**SECCIÓN DE TEXTO**.
######
Utoya y el ‘mal de Breivik’

El dictamen de Enzensberger es aterrador: los criminales actuales "matan por matar, por destruir; por el poder de determinar quien debe sobrevivir"

Jesús Mota
Fotograma de 'Utoya, 22 de julio'
Fotograma de 'Utoya, 22 de julio'

Utoya 22 de julio, la película del noruego Nick Poppe, está construida con la apariencia formal de un largo plano secuencia prendido de los avatares de una joven, testigo y víctima de la matanza perpetrada por el neonazi Anders Behring Breivik. La isla de Utoya, de 0,14 kilometros cuadrados de extensión, se convirtió en aquella fecha de 2011 en un matadero sin remisión ni salida. Breivik irrumpió armado en el campamento de las Juventudes Laboristas, donde pasaban sus vacaciones 560 jóvenes y mató a 77 disparando a placer durante 72 minutos. Sin prisas, sin pausas, con la determinación del cazador pero con la ética de un fumigador para quien las personas son solo insectos (“debéis morir, debéis morir todos”, iba salmodiando entre disparos), rastreó a los jóvenes inermes y los fue asesinando en el lapso de tiempo que le permitió la tardía intervención policial.

La estrategia narrativa de Poppe se aproxima de forma indirecta, aunque radical, a la matanza. El asesino Breivik aparece en dos breves trazos, rotundos pero lejanos, difuminados por el miedo de sus observadores. No es necesario más; los resortes de su personalidad psicótica los encontramos en el terror de las víctimas. Hans Magnus Enzensberger emitió un dictamen pericial sobre los Breivik que proliferan como virus malignos en las sociedades contemporáneas: “Los criminales actuales carecen de convicción y de credo. Matan por matar, por destruir. Por el poder de determinar quién debe sobrevivir”. En el filme, el rostro del terror está vacío, es una página en blanco detrás de la cual aparece la matanza sacrificial. La escritura letal del asesino está en el rostro de los asesinados.

Utoya despliega los efectos de ese terror sagrado causado por el asesino sin rostro (sin motivo). La sorpresa, la confusión, la desbandada, el desorden mental y en la conducta, la paralización de la voluntad, la incapacidad para hacer frente al monstruo merodeador, la infantilización de las reacciones y, por fin, la muerte. El recorrido en plano secuencia envuelve en un continuo las fases de la infección del mal en una sociedad que no está preparada para una violencia inmotivada. Es el mal de Breivik, que infecta también al espectador. Como diría John Keane, una vez contemplado el horror desde la sala o en las páginas de un diario, ¿cuánto tiempo se mantiene en la conciencia la empatía con la víctima?
######
**CONJUNTO DE DATOS**.

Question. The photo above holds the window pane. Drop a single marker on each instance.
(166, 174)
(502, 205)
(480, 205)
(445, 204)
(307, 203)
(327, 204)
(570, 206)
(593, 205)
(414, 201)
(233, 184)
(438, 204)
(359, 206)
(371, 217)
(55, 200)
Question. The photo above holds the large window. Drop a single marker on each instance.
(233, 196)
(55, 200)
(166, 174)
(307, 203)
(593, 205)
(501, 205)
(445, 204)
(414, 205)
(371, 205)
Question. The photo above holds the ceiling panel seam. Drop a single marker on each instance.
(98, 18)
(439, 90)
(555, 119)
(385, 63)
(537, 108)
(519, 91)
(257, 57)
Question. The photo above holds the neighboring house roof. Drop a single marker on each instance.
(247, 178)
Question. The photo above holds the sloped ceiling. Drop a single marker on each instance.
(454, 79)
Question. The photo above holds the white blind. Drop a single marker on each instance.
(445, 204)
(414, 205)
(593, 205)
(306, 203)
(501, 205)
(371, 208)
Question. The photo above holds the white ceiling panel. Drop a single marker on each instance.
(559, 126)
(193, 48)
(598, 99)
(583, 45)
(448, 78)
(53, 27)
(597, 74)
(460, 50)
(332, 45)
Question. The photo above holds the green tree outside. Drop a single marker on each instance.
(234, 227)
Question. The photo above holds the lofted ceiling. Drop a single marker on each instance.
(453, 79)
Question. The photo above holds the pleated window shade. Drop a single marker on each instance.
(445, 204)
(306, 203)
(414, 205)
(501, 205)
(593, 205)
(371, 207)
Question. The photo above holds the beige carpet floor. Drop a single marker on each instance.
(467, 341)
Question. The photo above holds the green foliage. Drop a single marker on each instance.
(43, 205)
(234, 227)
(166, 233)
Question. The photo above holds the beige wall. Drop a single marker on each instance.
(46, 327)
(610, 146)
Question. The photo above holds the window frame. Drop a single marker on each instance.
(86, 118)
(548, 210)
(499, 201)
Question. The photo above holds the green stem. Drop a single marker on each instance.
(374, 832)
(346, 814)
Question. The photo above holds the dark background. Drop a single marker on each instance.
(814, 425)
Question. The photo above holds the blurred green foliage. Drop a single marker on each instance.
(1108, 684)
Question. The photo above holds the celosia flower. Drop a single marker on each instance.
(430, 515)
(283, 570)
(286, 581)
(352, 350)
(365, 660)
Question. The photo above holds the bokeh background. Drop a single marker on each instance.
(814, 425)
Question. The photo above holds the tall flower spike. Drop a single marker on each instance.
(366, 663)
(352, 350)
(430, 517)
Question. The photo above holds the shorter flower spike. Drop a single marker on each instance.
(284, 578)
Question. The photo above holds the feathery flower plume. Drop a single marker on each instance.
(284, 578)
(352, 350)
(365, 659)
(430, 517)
######
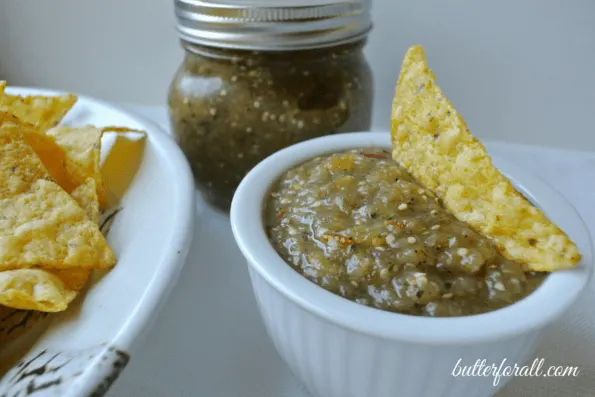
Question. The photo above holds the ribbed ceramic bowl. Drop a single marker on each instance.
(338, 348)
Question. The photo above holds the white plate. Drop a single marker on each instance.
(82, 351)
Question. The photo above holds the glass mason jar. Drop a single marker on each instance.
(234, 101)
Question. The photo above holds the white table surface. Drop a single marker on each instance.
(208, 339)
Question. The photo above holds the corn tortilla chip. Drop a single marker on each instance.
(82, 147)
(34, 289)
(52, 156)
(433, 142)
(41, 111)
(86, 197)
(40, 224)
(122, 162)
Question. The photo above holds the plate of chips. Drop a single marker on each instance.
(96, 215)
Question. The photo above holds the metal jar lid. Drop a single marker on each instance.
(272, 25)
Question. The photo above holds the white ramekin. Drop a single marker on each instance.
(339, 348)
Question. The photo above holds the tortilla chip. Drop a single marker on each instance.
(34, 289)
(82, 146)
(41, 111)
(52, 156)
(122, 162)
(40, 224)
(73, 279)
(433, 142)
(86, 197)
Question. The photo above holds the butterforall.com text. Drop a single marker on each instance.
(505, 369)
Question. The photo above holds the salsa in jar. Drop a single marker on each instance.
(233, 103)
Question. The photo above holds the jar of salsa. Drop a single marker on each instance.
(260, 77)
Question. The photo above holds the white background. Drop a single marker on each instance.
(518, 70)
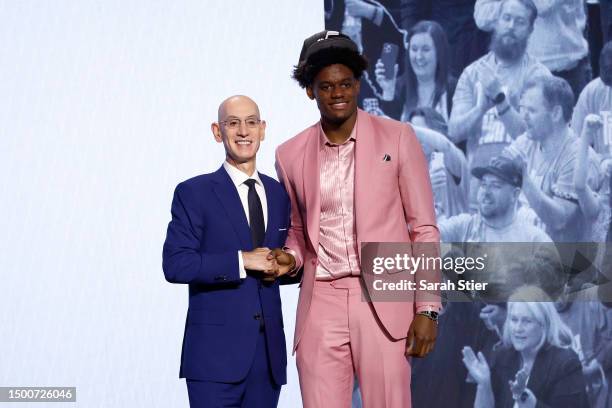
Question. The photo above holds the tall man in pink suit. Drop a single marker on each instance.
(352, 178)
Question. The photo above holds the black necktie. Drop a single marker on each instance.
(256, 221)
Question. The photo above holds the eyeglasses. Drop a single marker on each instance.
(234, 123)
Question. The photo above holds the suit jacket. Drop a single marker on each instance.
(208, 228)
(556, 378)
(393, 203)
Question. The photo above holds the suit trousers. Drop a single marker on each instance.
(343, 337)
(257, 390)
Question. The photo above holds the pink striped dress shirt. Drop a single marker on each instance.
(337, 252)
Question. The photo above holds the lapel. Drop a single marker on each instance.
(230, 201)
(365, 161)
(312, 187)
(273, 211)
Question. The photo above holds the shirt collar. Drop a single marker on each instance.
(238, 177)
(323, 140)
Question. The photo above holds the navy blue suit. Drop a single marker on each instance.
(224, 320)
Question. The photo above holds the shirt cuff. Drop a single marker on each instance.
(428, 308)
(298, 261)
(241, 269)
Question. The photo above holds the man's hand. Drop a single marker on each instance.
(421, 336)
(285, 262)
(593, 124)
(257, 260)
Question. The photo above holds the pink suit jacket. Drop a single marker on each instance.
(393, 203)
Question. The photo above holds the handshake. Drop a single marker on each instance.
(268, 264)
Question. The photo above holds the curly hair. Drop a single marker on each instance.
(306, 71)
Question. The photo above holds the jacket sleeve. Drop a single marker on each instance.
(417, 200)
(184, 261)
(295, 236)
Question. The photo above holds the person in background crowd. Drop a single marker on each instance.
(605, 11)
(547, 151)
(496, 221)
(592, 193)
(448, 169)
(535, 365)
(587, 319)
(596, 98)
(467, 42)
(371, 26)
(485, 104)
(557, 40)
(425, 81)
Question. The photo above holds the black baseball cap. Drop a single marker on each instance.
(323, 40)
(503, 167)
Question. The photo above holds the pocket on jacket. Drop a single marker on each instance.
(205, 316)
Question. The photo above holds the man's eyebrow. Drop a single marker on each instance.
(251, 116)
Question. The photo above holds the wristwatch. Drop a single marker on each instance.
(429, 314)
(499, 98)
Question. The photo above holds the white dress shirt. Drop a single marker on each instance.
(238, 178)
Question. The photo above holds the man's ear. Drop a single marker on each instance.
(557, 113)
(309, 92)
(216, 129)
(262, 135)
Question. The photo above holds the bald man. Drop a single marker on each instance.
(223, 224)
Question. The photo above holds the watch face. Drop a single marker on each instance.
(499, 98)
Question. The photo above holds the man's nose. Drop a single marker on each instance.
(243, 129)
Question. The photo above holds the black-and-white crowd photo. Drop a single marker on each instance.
######
**CONSIGNA A**. Según el texto sobre la película de Utoya, ¿a cuántos jóvenes mató Breivik en el campamento de las Juventudes Laboristas?
**CONSIGNA B**. Transcribe sin cambios el fragmento del texto sobre Utoya que comienza con "Utoya 22 de" y sigue hasta "tardía intervención policial.".

**SOLUCIÓN DETALLADA A**. A 77.

**SOLUCIÓN DETALLADA B**.
Utoya 22 de julio, la película del noruego Nick Poppe, está construida con la apariencia formal de un largo plano secuencia prendido de los avatares de una joven, testigo y víctima de la matanza perpetrada por el neonazi Anders Behring Breivik. La isla de Utoya, de 0,14 kilometros cuadrados de extensión, se convirtió en aquella fecha de 2011 en un matadero sin remisión ni salida. Breivik irrumpió armado en el campamento de las Juventudes Laboristas, donde pasaban sus vacaciones 560 jóvenes y mató a 77 disparando a placer durante 72 minutos. Sin prisas, sin pausas, con la determinación del cazador pero con la ética de un fumigador para quien las personas son solo insectos (“debéis morir, debéis morir todos”, iba salmodiando entre disparos), rastreó a los jóvenes inermes y los fue asesinando en el lapso de tiempo que le permitió la tardía intervención policial.